== SOURCE ==

Micro-outcomes for an ecommerce website would include store lookups, coupon downloads, new accounts, reports their users can download, email signups, reviews submitted, product amplification, videos watched, charitable efforts, blog subscribers, community celebrations, etc. etc. And, all of these are for just one brand's website. They make a few things like tooth-paste which are sold online, but the primary channel of distribution is offline stores. It is impressive to think that that aforementioned list are all the things they do online! We bring immensely smart nonline decision making for this client by optimizing for their macro-outcome (orders) and all these micro-outcomes.

Can you see how savvy the company's people, process and structure would have to become to allow optimization of a portfolio of outcomes, rather than just one (conversion rate)?

It is hard to do this. It is hard to compute the economic value of all these outcomes. It is hard to optimize for the entire portfolio.

That is how you get ready to do sophisticated things like attribution modeling.

Step 3: Assisted Conversions.

Can you smell attribution? Close, but one more step before we get to it. First, let's get your org ready to use the metric that truly is the precursor for sophisticated attribution modeling.

In Google Analytics go to Conversions tab, then Multi-Channel Funnels and finally click on Assisted Conversions.

I love this report.

It is your org's introduction to moving beyond the awful last-click conversion obsession. In this report you'll see a more complete view of your marketing performance…

assisted conversions report

You are going to have a lot of arguments about which department (and people!) should get more credit, how to value the budget now that you have these Assisted Conversion numbers, why did Display go from $121 to $6 (!), so on and so forth.

As you resolve these issues, and start to take action by changing how much budget you spend on the channels above, you are collecting the elements required to be successful with online and offline attribution modeling.

You jump directly to attribution anything, a cold, hard wall is waiting for you to run into it.

Step 4: Standard Attribution Models.

Congratulations, it took you 18 months, :), but you are ready to do attribution modeling.

It is very easy to start. In Google Analytics, including the free version, go to Conversions, then Attribution, and then Model Comparison Tool.

You'll see Last-Interaction listed already. Next to it you'll see vs. select model. Click.

You'll see seven default models listed. Most of these models are for esoteric needs, or are flat out wrong. Take the First-Interaction model as an example. Choosing this model is like you giving all the credit to your first girl-friend for you marrying your wife. The definition of insanity.

There is just one model that passes all the smell tests, Time Decay. It provides reduced credit to marketing touch-points that are future back in the customer journey. Simple.

Use Time Decay for your first step into attribution modeling.

time decay attribution modeling

The red and green arrows to your right are helping guide your decisions related to the shifts in budget that you should consider in order to optimize your marketing and advertising to get the best possible results from your budget.

At this point, you'll be delighted that you listened to me and did Step 3 resulting in increased savvy in your people, process and structure. If you'd skipped that, at this stage all you would have is a clever report that has zero impact on your company!

Even if you did this as Step 4, you'll still require incremental investment in getting your org to understand the data above, you'll have to invent a new cultural norm of taking the red and green arrows above and creating tests from the recommendations, putting the tests into market and create a feedback loop of lessons that your org structure can learn from and improve future strategy.

It is a lot of work. Totally worth it because of the impact on cost-savings and increased profit.

Step 5: Custom Attribution Modeling.

== REQUIREMENTS ==
(A) Restate the attribution modeling article from "You are going" to "do attribution modeling.", switching "Display" to "Paid Search".
(B) List the titles of all the numbered steps that appear in the attribution modeling article.

[Data lines]
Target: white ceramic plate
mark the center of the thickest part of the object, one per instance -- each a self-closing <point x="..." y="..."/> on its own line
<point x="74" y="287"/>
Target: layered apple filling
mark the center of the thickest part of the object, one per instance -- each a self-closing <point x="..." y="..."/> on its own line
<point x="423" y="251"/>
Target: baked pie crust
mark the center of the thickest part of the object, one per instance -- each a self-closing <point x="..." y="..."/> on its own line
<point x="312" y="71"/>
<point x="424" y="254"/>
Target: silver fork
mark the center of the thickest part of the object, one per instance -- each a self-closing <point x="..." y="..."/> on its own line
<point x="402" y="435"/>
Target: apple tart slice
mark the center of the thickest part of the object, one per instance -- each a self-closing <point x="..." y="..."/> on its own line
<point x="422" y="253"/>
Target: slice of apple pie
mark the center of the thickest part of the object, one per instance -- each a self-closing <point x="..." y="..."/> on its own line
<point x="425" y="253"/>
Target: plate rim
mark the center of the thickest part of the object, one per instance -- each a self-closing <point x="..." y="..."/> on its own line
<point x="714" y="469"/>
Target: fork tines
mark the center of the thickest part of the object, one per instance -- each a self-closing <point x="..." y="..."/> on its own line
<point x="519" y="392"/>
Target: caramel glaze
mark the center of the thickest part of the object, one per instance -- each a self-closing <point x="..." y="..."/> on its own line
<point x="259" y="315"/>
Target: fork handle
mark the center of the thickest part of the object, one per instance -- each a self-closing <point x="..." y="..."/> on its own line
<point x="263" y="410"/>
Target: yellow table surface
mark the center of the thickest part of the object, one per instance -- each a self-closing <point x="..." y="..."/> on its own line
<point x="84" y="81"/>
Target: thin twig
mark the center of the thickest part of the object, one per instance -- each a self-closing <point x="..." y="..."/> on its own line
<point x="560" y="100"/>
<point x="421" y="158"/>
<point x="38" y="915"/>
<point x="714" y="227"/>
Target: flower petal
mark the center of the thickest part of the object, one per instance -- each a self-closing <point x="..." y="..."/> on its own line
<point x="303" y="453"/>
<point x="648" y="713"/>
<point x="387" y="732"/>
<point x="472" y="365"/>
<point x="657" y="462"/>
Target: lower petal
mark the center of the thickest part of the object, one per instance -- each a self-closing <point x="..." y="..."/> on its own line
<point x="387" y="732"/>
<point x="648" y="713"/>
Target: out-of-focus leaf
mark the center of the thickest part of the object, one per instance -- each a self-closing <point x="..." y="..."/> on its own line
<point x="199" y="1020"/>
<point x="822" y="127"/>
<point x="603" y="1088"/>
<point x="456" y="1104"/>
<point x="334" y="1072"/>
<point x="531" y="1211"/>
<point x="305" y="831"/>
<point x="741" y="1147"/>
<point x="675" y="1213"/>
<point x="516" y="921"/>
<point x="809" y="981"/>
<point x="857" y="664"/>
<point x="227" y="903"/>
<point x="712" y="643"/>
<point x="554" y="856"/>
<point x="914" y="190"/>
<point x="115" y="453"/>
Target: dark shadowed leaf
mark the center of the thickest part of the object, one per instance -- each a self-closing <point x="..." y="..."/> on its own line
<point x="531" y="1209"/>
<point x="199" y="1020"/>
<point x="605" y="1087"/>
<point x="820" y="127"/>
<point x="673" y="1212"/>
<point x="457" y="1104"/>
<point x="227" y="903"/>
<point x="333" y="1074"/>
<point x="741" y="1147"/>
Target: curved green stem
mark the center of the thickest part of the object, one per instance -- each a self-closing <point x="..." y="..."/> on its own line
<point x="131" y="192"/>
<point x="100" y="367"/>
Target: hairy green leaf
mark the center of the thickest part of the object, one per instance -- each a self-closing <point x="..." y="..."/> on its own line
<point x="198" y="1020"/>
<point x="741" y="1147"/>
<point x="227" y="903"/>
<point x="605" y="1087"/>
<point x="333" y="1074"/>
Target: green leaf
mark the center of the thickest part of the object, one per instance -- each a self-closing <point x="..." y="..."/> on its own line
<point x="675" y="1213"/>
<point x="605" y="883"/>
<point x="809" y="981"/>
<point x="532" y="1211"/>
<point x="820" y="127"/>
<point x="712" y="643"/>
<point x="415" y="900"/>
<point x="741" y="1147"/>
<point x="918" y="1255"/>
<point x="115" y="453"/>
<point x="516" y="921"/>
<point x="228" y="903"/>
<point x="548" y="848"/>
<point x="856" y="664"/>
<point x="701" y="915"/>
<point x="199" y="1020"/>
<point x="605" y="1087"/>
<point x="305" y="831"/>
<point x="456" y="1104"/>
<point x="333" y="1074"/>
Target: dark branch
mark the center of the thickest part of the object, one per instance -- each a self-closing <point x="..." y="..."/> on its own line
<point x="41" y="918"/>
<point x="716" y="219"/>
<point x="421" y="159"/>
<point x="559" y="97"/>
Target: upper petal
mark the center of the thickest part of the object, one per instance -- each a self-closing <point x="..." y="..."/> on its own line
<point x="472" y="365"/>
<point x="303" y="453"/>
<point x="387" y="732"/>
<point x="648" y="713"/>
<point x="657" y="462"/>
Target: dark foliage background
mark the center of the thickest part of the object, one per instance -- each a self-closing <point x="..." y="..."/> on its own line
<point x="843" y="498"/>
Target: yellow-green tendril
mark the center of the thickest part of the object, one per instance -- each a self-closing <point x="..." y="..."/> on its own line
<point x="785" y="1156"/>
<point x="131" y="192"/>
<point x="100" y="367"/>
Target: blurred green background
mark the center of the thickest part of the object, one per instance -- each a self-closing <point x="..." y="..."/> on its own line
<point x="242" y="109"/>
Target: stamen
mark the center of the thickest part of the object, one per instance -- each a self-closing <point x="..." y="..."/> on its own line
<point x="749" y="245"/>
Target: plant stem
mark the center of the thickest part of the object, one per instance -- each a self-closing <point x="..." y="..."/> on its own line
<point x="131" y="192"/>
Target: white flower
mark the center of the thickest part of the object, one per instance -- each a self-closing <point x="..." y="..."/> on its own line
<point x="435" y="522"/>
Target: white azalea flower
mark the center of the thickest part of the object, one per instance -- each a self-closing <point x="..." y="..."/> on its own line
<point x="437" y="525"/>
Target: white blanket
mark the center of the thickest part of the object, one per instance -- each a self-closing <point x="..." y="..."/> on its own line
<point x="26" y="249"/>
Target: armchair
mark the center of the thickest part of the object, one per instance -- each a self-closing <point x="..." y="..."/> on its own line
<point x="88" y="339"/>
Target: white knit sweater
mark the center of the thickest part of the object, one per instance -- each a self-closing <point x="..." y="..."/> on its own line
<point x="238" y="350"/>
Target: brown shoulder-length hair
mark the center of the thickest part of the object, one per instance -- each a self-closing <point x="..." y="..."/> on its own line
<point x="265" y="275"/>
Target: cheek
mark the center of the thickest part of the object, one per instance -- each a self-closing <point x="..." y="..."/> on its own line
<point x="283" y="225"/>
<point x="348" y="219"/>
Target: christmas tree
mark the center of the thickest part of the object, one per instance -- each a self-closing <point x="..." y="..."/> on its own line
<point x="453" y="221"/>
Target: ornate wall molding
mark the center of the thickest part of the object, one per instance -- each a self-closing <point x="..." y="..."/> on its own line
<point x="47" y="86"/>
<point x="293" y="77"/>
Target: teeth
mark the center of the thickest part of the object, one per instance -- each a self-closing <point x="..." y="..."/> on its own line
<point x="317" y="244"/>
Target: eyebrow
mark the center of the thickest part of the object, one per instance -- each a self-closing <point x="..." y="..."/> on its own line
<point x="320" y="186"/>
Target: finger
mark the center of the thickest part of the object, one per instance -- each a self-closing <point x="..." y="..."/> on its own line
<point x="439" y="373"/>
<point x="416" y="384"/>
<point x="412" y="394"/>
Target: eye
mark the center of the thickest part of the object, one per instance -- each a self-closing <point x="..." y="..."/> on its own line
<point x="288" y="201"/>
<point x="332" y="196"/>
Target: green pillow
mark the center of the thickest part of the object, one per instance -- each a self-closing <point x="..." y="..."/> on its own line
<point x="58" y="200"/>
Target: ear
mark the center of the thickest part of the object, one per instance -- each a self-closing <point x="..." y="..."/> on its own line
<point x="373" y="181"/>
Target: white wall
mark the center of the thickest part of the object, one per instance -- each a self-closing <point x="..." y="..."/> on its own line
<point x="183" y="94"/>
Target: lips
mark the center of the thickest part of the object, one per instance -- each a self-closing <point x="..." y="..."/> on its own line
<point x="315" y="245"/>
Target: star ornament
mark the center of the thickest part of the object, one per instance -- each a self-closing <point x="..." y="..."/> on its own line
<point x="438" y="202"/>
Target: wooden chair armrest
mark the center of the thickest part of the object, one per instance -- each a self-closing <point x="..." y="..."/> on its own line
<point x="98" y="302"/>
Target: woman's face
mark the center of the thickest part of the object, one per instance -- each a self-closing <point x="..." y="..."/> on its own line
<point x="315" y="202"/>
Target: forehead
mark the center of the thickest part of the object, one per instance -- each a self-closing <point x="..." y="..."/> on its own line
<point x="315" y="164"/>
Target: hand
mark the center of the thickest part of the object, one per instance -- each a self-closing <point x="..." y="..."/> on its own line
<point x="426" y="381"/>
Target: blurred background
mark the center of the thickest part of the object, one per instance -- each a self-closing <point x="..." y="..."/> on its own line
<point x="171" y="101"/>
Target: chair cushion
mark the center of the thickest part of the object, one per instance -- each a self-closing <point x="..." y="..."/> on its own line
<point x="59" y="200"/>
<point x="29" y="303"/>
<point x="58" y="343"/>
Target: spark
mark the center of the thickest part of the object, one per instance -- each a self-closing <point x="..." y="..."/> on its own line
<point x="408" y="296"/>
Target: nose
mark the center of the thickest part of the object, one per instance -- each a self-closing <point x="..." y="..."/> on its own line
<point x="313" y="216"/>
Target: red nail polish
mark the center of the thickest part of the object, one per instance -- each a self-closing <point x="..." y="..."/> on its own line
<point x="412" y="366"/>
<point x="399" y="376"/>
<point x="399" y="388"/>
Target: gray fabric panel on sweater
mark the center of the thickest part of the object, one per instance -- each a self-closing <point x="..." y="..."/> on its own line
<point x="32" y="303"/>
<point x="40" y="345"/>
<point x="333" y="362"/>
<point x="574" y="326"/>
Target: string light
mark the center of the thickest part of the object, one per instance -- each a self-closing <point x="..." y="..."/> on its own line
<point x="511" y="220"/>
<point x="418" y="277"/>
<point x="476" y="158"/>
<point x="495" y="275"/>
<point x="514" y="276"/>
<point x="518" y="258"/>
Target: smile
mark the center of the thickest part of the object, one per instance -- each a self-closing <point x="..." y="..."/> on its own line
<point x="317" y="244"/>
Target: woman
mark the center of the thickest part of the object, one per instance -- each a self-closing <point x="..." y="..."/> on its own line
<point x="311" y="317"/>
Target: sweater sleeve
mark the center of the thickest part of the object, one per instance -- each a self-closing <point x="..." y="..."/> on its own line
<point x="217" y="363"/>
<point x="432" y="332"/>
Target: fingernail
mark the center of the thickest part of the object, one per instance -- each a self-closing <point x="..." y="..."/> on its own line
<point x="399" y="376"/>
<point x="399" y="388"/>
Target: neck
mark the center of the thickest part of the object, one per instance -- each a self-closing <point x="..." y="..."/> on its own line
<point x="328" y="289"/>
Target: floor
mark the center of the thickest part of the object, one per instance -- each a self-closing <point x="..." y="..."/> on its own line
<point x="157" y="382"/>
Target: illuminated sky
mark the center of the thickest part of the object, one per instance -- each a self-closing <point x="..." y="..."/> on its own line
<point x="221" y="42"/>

== TASK-BY-TASK ANSWERS ==
(A)
You are going to have a lot of arguments about which department (and people!) should get more credit, how to value the budget now that you have these Assisted Conversion numbers, why did Paid Search go from $121 to $6 (!), so on and so forth.

As you resolve these issues, and start to take action by changing how much budget you spend on the channels above, you are collecting the elements required to be successful with online and offline attribution modeling.

You jump directly to attribution anything, a cold, hard wall is waiting for you to run into it.

Step 4: Standard Attribution Models.

Congratulations, it took you 18 months, :), but you are ready to do attribution modeling.

(B)
- Assisted Conversions (Step 3)
- Standard Attribution Models (Step 4)
- Custom Attribution Modeling (Step 5)